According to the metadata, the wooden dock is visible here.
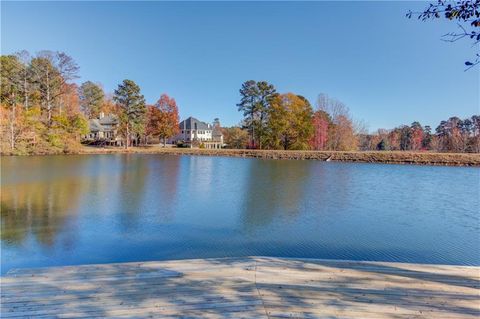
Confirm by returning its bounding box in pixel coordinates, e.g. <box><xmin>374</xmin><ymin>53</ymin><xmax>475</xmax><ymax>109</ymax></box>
<box><xmin>1</xmin><ymin>257</ymin><xmax>480</xmax><ymax>319</ymax></box>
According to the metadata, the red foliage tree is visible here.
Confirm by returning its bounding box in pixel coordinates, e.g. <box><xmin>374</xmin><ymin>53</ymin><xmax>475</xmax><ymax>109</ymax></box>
<box><xmin>310</xmin><ymin>110</ymin><xmax>331</xmax><ymax>151</ymax></box>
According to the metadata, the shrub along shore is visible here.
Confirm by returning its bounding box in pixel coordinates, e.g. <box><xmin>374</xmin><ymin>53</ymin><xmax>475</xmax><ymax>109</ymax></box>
<box><xmin>71</xmin><ymin>146</ymin><xmax>480</xmax><ymax>166</ymax></box>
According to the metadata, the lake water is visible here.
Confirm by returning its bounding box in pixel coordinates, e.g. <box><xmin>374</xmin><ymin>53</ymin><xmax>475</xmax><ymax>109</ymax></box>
<box><xmin>1</xmin><ymin>154</ymin><xmax>480</xmax><ymax>273</ymax></box>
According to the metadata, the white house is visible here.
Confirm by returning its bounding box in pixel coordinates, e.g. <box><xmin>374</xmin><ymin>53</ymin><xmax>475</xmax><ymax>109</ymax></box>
<box><xmin>169</xmin><ymin>117</ymin><xmax>223</xmax><ymax>148</ymax></box>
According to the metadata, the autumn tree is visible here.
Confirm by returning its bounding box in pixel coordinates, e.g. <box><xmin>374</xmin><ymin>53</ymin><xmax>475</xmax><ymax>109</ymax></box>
<box><xmin>78</xmin><ymin>81</ymin><xmax>105</xmax><ymax>118</ymax></box>
<box><xmin>268</xmin><ymin>93</ymin><xmax>313</xmax><ymax>150</ymax></box>
<box><xmin>15</xmin><ymin>50</ymin><xmax>33</xmax><ymax>109</ymax></box>
<box><xmin>147</xmin><ymin>94</ymin><xmax>179</xmax><ymax>146</ymax></box>
<box><xmin>31</xmin><ymin>51</ymin><xmax>79</xmax><ymax>125</ymax></box>
<box><xmin>114</xmin><ymin>80</ymin><xmax>146</xmax><ymax>148</ymax></box>
<box><xmin>317</xmin><ymin>94</ymin><xmax>358</xmax><ymax>151</ymax></box>
<box><xmin>0</xmin><ymin>55</ymin><xmax>23</xmax><ymax>150</ymax></box>
<box><xmin>237</xmin><ymin>80</ymin><xmax>278</xmax><ymax>149</ymax></box>
<box><xmin>222</xmin><ymin>126</ymin><xmax>248</xmax><ymax>149</ymax></box>
<box><xmin>310</xmin><ymin>110</ymin><xmax>332</xmax><ymax>151</ymax></box>
<box><xmin>409</xmin><ymin>122</ymin><xmax>424</xmax><ymax>151</ymax></box>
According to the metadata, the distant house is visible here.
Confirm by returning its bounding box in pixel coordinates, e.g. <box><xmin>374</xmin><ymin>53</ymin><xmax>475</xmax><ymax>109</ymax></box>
<box><xmin>83</xmin><ymin>112</ymin><xmax>123</xmax><ymax>145</ymax></box>
<box><xmin>169</xmin><ymin>117</ymin><xmax>224</xmax><ymax>148</ymax></box>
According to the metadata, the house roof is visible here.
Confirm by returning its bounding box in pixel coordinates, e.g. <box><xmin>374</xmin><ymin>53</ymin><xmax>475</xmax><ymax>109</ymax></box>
<box><xmin>99</xmin><ymin>114</ymin><xmax>118</xmax><ymax>125</ymax></box>
<box><xmin>179</xmin><ymin>116</ymin><xmax>212</xmax><ymax>130</ymax></box>
<box><xmin>88</xmin><ymin>114</ymin><xmax>118</xmax><ymax>132</ymax></box>
<box><xmin>88</xmin><ymin>119</ymin><xmax>104</xmax><ymax>132</ymax></box>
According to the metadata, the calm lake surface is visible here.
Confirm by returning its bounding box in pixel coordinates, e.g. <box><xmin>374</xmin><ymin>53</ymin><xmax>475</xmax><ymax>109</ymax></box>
<box><xmin>1</xmin><ymin>154</ymin><xmax>480</xmax><ymax>274</ymax></box>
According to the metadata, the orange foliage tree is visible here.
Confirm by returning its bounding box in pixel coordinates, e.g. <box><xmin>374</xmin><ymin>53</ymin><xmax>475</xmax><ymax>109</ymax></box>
<box><xmin>146</xmin><ymin>94</ymin><xmax>179</xmax><ymax>146</ymax></box>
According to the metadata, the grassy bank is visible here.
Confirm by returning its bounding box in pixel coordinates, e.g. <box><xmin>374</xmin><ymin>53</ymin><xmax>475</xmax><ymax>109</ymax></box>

### Brief
Reproduce the data from the line containing "According to the metadata, the orange" through the end of the data, requests included. Rescale each bounding-box coordinate in the answers by 0.75, rounding to whole numbers with halves rounded up, and leave the numbers in the requests and their format samples unchanged.

### Task result
According to the metadata, the orange foliage tree is visible here.
Confirm by returning its bounding box in pixel coordinates, e.g. <box><xmin>374</xmin><ymin>53</ymin><xmax>475</xmax><ymax>109</ymax></box>
<box><xmin>110</xmin><ymin>71</ymin><xmax>134</xmax><ymax>110</ymax></box>
According to the metadata, the grassy bank is visible here.
Confirm by returning its bounding box in pixel coordinates, e.g. <box><xmin>374</xmin><ymin>53</ymin><xmax>475</xmax><ymax>109</ymax></box>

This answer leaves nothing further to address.